続くカーブリフトでは、西山はイーグルポジションでリンクを大きく使い、高浪は指先まで神経の行き届いた柔らかくしなやかな動きを見せた。西山のソロのスピンの周りを高浪がくるりと滑ってから、引き寄せられるように近づいてコンビネーションスピンへ。美しいポジションのキャメルスピンと重心のしっかりとしたシットスピンでレベル4判定を受けた。安定感のあるローテーショナルリフトは、回転が加わっても美しいポジションをキープし、ダイナミックで見応えのあるものだった。
リフト後、高浪が着氷した後の流れもスムーズに決まる。再びアップテンポな曲調に戻り、終盤の見せ場であるミッドラインステップへ。豊かな表情でジャッジや観客へのアピールを忘れずに、音を拾いながらぐんぐんとスピードに乗っていく。互いに手を取り合い、引き合うような伸びやかな姿勢のスライディング、ラストのツイズルを経て、笑顔で互いを見つめ合いフィニッシュ。大きなガッツポーズと満面の笑顔に充実感が表れる。ストーリー性のあるプログラムを体いっぱいで表現した2人に惜しみない拍手が贈られた。FDの得点は90・19、RDとの合計は148・29でRDから逆転の3位表彰台を決めた。
3月に結成を発表してから「あゆしん」として大きな注目を集めてきた2人。感染症の影響で思うように練習ができない時期もあったが、RD、FD共に大きなミスなくまとめて練習の成果を発揮した。躍動感いっぱいの笑顔溢れる演技で、鮮烈な印象を残す全日本デビューを果たした。大会前に掲げていた「さいたまスーパーアリーナを自分たちの色に染める」という目標については、「たくさんのファンのみなさんの手拍子だったり、拍手を聞いて、自分たちなりには染められたのかなと思ったので、すごく満足」と振り返った。日本アイスダンス界の未来を担うあゆしんカップルは、結成時からの目標である2026年ミラノ五輪に向けて最高のスタートを切った。
(記事 中島美穂、写真 及川知世)
銅メダルを手にする高浪・西山組
結果
▽アイスダンス
高浪・西山組
FD 3位 90・19点
総合 3位 148・29点
コメント
高浪歩未(国教3=ケイ・インターナショナルスクール東京)・西山真瑚(人通2=東京・目黒日大)
――FDを振り返っての感想をお願いします
高浪 まず私は先シーズンパートナーがいなくて1年のブランクがあったので、真瑚くんに全日本の舞台まで連れてきてもらったことを感謝していて、ありがとうございますという気持ちです。また、あゆしんとして国内選手権が初で、シニアとしても国内デビュー戦だったこともあって、RDとFDともとりあえず楽しんで、いつも通り練習してきたことをやって結果がついてきたらな、と思っていたので、それが今日のFDで、とても楽しく演技ができて良かったです。
西山 まずはこのコロナ禍で、このように全日本選手権を開催してくださったことに、関係各所の方に本当に感謝したいなという気持ちが1番にあります。そして高浪・西山組として国内、シニア大会でRD、FD共に満足のいく演技ができてとてもうれしく思っています。
::::
**練習問題:** アイスダンスの記事を、最後の文の後から書き進めてください。 記録は使わなくてもかまいません。
::::
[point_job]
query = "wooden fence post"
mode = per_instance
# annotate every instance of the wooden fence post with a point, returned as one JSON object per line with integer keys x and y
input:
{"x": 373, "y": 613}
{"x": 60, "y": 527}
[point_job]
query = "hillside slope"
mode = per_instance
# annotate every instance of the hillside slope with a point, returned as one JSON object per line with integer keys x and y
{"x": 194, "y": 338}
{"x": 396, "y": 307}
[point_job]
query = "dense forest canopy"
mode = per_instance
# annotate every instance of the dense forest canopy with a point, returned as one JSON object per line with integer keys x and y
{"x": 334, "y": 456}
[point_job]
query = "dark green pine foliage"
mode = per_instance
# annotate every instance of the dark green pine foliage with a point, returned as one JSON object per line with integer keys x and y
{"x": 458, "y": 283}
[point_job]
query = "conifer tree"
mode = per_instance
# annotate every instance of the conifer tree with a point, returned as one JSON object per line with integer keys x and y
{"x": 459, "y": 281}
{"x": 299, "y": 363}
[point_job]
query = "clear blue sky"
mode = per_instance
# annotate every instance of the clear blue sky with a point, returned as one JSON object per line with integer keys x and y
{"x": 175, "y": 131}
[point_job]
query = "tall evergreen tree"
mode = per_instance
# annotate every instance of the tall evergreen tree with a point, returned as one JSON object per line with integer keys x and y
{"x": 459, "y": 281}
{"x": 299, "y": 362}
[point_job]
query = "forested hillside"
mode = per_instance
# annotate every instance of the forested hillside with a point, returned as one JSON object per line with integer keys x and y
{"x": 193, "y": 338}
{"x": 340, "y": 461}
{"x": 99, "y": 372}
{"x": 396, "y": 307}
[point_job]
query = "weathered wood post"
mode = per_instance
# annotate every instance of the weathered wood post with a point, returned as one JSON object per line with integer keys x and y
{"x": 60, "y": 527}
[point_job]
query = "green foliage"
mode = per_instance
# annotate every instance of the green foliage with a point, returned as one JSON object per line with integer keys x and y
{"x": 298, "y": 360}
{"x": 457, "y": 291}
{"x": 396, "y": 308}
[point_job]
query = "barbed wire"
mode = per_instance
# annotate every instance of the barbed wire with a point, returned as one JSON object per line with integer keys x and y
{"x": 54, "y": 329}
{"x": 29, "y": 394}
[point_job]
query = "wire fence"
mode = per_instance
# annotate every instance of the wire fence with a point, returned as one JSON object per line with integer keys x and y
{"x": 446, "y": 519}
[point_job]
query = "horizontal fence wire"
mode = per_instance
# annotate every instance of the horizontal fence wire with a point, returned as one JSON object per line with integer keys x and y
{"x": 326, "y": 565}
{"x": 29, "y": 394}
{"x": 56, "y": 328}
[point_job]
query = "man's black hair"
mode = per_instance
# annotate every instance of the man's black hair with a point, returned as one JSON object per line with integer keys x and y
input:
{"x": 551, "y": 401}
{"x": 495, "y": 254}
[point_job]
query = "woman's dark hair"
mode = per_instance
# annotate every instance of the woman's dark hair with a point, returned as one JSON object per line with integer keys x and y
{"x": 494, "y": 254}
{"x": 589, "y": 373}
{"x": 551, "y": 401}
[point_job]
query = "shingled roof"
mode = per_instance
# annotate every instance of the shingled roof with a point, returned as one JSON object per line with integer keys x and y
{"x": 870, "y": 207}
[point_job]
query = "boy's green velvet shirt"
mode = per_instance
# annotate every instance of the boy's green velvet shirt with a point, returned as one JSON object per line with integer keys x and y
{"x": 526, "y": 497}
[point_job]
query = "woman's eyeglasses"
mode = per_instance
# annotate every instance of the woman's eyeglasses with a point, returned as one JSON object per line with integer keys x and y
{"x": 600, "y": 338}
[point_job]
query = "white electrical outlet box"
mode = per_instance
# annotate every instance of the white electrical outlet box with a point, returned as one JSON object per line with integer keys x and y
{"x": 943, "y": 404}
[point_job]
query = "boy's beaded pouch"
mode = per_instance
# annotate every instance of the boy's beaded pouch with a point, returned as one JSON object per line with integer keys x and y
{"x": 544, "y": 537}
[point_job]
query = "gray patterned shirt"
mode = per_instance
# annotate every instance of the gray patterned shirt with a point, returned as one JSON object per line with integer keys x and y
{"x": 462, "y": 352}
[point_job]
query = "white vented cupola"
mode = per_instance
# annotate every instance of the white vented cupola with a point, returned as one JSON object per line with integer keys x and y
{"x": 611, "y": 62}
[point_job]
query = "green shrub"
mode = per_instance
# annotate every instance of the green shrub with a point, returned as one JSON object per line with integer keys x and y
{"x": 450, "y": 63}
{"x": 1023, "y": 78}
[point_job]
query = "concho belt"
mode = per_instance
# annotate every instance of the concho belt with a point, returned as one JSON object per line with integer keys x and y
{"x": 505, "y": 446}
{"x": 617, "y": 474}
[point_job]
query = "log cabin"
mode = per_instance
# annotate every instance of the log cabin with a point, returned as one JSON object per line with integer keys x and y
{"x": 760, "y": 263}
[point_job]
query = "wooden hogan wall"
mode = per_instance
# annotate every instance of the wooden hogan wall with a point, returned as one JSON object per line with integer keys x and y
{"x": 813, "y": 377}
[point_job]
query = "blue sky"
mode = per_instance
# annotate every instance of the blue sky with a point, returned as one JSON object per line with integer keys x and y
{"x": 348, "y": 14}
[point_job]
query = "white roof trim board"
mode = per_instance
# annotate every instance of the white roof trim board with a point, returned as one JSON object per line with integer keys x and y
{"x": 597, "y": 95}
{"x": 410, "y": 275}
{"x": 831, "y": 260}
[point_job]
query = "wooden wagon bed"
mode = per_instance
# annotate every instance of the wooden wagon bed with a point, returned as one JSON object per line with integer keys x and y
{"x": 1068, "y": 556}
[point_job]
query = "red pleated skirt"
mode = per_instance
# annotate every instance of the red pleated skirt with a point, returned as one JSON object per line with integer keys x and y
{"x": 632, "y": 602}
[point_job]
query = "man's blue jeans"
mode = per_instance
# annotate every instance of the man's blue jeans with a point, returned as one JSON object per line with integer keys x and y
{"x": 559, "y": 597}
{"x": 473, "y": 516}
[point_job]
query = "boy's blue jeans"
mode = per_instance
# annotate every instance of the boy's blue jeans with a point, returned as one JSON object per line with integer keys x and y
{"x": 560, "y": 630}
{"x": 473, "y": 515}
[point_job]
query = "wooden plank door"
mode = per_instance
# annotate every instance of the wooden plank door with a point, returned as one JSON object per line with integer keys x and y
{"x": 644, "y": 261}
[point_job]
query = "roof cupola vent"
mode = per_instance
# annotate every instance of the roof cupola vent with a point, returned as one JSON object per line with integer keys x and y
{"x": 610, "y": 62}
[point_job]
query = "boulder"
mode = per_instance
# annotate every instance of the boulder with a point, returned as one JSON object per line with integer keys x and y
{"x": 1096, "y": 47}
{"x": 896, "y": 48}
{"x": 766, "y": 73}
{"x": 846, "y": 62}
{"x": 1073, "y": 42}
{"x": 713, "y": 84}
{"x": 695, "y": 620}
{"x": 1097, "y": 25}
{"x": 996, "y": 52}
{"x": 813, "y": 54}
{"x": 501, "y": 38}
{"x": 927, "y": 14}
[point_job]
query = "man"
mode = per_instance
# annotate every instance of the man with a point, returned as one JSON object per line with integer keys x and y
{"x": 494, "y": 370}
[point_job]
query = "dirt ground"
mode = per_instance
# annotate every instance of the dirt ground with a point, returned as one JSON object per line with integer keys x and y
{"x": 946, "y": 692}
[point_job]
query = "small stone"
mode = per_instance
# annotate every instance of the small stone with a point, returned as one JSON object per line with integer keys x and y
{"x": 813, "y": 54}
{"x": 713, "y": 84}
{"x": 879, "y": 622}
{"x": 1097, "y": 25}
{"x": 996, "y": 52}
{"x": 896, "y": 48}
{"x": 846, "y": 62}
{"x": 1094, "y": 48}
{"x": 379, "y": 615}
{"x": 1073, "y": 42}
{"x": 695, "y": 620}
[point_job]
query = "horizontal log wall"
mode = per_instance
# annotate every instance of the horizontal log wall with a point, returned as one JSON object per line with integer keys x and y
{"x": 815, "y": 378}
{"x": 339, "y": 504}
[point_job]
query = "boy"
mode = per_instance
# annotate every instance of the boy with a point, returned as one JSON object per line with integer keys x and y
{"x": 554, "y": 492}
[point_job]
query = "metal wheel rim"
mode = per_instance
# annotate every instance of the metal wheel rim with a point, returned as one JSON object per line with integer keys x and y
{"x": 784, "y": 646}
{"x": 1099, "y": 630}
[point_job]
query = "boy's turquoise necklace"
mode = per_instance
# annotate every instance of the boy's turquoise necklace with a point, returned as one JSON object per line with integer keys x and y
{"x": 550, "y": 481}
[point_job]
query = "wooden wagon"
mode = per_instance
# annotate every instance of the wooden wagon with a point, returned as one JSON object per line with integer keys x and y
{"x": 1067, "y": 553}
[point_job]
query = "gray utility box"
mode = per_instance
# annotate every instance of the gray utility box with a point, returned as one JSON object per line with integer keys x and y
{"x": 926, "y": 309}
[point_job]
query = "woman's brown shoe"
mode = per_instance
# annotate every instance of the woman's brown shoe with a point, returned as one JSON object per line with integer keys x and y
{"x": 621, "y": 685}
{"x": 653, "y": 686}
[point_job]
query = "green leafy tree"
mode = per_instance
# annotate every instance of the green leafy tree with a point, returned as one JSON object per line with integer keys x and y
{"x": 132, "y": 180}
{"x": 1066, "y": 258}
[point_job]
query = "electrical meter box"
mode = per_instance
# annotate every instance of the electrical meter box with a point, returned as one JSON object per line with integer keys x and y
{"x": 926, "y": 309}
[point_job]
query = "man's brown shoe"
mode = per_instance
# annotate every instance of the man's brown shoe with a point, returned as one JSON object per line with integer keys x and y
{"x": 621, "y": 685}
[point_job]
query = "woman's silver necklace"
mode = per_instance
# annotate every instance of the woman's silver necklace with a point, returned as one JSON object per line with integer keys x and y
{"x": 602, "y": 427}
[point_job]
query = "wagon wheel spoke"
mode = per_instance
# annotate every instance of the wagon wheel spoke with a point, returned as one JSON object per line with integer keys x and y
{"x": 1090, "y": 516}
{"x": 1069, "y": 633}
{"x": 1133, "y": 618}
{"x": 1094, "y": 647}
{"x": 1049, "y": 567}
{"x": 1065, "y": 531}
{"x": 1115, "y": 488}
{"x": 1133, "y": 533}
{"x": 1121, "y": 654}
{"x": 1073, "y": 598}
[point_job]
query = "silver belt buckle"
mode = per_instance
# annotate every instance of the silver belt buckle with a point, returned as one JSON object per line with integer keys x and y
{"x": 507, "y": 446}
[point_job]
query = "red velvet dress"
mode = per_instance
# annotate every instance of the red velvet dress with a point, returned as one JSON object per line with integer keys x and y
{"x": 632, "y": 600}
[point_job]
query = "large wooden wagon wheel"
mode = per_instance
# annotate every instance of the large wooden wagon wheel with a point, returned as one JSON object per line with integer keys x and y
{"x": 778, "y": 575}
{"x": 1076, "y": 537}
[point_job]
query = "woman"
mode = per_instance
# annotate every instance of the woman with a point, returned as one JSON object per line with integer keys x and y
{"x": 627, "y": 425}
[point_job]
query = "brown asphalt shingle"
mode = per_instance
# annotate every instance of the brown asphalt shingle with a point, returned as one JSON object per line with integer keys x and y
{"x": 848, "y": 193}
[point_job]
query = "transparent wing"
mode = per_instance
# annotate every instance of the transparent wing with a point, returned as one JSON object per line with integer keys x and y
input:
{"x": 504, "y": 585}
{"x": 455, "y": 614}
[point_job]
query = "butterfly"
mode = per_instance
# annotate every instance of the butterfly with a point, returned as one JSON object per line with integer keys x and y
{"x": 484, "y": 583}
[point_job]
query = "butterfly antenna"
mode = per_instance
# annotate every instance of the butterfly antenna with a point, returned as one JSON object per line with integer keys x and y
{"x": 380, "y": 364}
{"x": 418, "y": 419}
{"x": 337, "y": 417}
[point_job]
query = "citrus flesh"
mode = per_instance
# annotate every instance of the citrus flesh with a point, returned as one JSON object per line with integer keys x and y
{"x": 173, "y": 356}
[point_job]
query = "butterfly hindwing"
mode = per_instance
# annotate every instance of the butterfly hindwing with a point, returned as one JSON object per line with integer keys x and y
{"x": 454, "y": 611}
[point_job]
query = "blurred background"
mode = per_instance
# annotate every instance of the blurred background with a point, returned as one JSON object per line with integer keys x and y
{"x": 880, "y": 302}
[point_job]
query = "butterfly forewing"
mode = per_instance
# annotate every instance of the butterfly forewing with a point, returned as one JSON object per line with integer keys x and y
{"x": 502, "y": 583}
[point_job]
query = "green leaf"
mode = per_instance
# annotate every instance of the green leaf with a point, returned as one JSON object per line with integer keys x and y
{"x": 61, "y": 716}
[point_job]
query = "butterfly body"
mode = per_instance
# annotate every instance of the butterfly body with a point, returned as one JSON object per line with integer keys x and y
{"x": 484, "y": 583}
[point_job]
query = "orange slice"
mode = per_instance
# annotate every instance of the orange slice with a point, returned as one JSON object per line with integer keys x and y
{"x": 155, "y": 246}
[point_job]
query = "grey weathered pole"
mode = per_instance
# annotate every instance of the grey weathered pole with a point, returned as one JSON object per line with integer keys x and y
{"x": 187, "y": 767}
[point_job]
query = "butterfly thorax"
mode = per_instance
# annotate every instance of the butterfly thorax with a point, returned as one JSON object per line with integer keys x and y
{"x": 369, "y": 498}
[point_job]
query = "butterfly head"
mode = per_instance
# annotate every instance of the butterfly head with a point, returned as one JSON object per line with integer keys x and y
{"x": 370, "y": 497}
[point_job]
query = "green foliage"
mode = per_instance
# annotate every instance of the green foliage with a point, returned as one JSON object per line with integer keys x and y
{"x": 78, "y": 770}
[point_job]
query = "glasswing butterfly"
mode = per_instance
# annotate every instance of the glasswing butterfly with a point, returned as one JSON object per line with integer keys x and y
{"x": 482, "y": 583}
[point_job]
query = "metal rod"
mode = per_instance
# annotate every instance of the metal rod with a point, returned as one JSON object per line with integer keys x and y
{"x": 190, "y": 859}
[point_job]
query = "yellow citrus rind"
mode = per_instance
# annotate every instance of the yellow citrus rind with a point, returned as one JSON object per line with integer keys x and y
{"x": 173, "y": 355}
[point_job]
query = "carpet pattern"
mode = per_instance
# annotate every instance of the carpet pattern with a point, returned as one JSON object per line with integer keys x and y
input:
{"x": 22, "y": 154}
::::
**最終解答:**
――9月のカナダでの大会から衣装が変わっていますが、その背景などがあれば教えてください
西山 変わったのが僕なのですが、カナダのコーチたちとも色々相談をしながら、歩未ちゃんのこの衣装がすごく綺麗な衣装なので、それにちゃんとマッチするような衣装にしようか、というので、色々、僕のコーチでもあるジョーイ・ラッセルさんという方にアイデアを頂きながら衣装をリニューアルしました。
――FDはミュージカル曲ということで、かなり観客も盛り上がって、終始手拍子もありましたが、そのあたりいかがでしたか
高浪 アメリカに振り付けに行っている時に、2人で一緒に「パリのアメリカ人」のミュージカルを見て、こういう主人公がいるから、こういうところはこういう風に演技できたらなと2人で話し合って、それを振り付けしてもらってから陸上とかでも一緒に鏡を見ながら、頑張ってきたので、そこが今日も出せたかなと思っています。
西山 今シーズン初めて本当にたくさんのお客さんの前で演技をする機会だったので、この全日本という大きい舞台で、たくさんのお客さんの前で、どういう評価というか、ファンの方にどのように映るのかなと思っていたのですが、みなさんがあたたかく、手拍子や拍手をしてくださったので、すごく今まで頑張って練習してきてよかったなと思ったのと、この曲を選んでよかったなという風に思っています。
――全日本の前にインタビューさせていただいた際に、目標として「さいたまスーパーアリーナをあゆしん色に染めたい」、とおっしゃっていましたが、お二人にとって初めての全日本はどのようなものになりましたか
高浪 こんなに大きいさいたまスーパーアリーナという会場で滑れるということはなかなか無いと思って一昨日リズムダンスに臨んだのですが、やはり大きな会場で今日もまたたくさんのお客さんがいらっしゃって、そこで自分たちなりに楽しく、フリーダンスではミュージカルで、リズムダンスの方ではアリアナとアップテンポな曲で会場を盛り上げられたなと思っています。
西山 この試合の前に自分たちが目標としていた「さいたまスーパーアリーナを自分たちの色に染める」ということは今回RD、FD通して演技をして、たくさんのファンのみなさんの手拍子だったり、拍手を聞いて、自分たちなりには染められたのかなと思ったので、すごく満足しています。
※以下囲み取材より
――表彰台が決まりましたが、それについての感想をお願いします
高浪 今回全日本に臨む上で、まずは自分たちの練習してきたことを出すことを大前提としていて、そこで結果とか順位がついてきたらなと思っていたので、とりあえず表彰台が決まったことはとてもうれしく思っています。
西山 同じく表彰台が決まってよかったなと思っています。